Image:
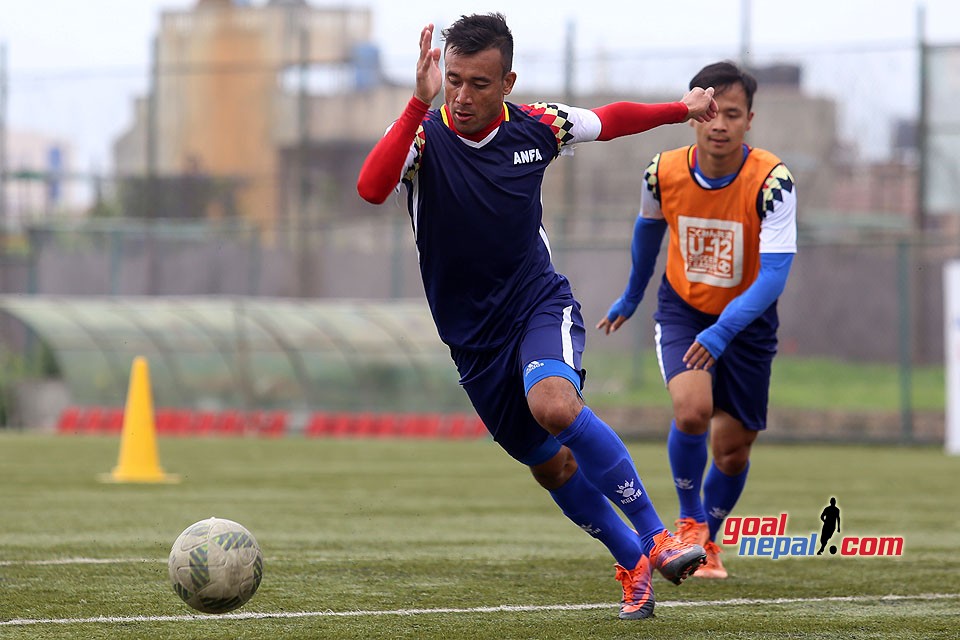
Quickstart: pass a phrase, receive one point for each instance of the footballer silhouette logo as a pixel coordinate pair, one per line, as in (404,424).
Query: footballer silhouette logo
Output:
(628,492)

## What is needed
Rewrite the text lines of every item above as a JSON list of strings, one string per line, skipping blank lines and leaving the pictures out.

## Written answer
[
  "Image:",
  "Quickstart: pass a phrase, receive one point for each instance of the footballer silhouette logo as a pixel coordinate pair, one per line, as in (404,424).",
  "Query: footballer silhouette logo",
  "Output:",
  "(628,492)"
]